**The task:**
Once the line containing "second crossbeam with a single pin per instance." is located, give it again exactly, together with each line that follows it to the end of the entries, and add nothing else.

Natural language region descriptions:
..............................

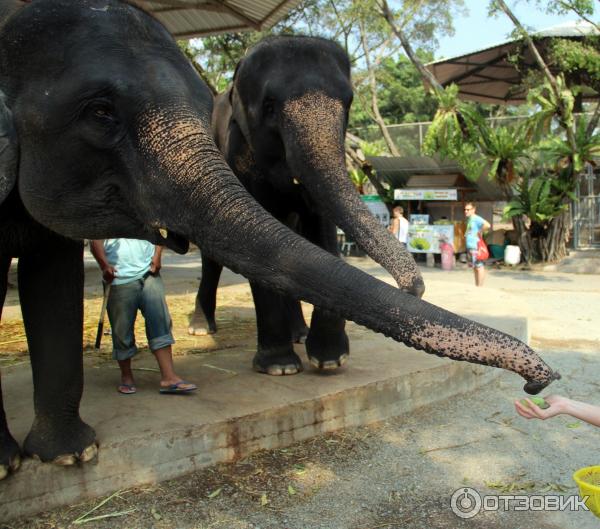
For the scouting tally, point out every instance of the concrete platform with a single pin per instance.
(147, 437)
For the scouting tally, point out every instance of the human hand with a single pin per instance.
(109, 273)
(530, 410)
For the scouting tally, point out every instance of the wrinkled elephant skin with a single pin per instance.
(282, 128)
(105, 132)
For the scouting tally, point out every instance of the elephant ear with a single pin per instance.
(8, 150)
(238, 112)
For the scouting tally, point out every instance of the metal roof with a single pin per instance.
(487, 75)
(196, 18)
(428, 172)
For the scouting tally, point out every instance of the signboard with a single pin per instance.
(427, 238)
(377, 208)
(419, 219)
(425, 194)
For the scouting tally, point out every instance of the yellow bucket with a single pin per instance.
(588, 479)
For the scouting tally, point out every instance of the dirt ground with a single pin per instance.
(397, 474)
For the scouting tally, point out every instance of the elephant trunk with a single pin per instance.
(214, 210)
(314, 134)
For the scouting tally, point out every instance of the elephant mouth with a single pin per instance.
(173, 241)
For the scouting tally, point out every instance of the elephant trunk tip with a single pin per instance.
(533, 387)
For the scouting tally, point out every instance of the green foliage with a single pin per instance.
(400, 92)
(460, 132)
(579, 60)
(358, 178)
(580, 7)
(551, 107)
(538, 199)
(557, 152)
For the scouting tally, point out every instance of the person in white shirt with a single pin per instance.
(399, 225)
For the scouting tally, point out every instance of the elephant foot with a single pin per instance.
(330, 364)
(201, 326)
(10, 457)
(65, 444)
(299, 336)
(277, 365)
(328, 351)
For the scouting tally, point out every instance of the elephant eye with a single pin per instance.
(101, 111)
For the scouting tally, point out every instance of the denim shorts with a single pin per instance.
(148, 295)
(475, 263)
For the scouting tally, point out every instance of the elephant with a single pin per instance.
(110, 137)
(281, 127)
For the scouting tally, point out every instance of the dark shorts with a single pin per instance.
(147, 295)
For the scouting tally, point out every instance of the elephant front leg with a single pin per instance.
(51, 292)
(275, 354)
(10, 454)
(327, 344)
(203, 321)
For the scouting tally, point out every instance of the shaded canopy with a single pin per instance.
(431, 173)
(489, 76)
(195, 18)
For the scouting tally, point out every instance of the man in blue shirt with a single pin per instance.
(476, 225)
(132, 268)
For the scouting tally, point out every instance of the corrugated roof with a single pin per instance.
(195, 18)
(427, 172)
(490, 76)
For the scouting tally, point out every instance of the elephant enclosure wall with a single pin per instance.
(150, 437)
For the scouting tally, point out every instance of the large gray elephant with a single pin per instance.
(281, 127)
(105, 132)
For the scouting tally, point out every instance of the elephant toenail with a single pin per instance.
(89, 453)
(15, 463)
(65, 460)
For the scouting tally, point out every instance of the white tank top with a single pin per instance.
(403, 230)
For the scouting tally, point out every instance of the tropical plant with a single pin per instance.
(359, 179)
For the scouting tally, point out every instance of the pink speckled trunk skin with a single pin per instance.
(215, 211)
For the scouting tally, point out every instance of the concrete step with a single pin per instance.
(146, 438)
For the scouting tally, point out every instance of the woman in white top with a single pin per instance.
(399, 225)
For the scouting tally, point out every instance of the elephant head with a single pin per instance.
(110, 126)
(295, 126)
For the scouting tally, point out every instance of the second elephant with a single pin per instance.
(282, 127)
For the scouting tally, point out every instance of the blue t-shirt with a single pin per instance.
(474, 225)
(131, 258)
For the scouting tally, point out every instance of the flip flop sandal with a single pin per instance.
(176, 388)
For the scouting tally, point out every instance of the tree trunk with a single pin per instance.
(374, 102)
(554, 245)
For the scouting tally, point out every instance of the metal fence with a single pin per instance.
(409, 137)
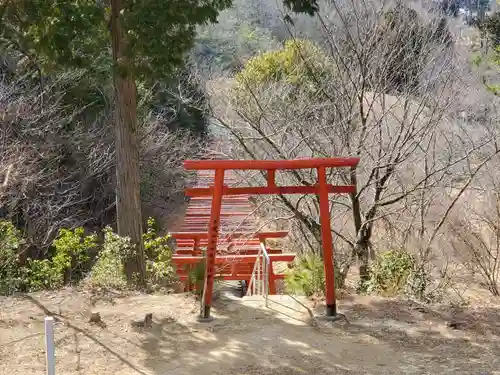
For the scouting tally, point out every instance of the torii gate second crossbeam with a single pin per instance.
(219, 189)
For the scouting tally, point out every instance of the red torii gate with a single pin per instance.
(218, 190)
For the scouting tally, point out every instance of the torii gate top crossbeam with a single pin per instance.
(270, 164)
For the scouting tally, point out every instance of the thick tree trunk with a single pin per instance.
(128, 200)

..............................

**Answer to the exercise:**
For the scouting tally, point out every instance of the torii gate second crossbeam with a single pin per instance.
(219, 189)
For the scouting tally, point out every instance of the red torii gate with a single pin per instance.
(218, 190)
For the scouting tally, point out every instance of the torii gate top crossbeam with a single pin per instance.
(270, 164)
For the scouting tally, point out every instance of the thick tree trunk with a single pin per instance.
(128, 200)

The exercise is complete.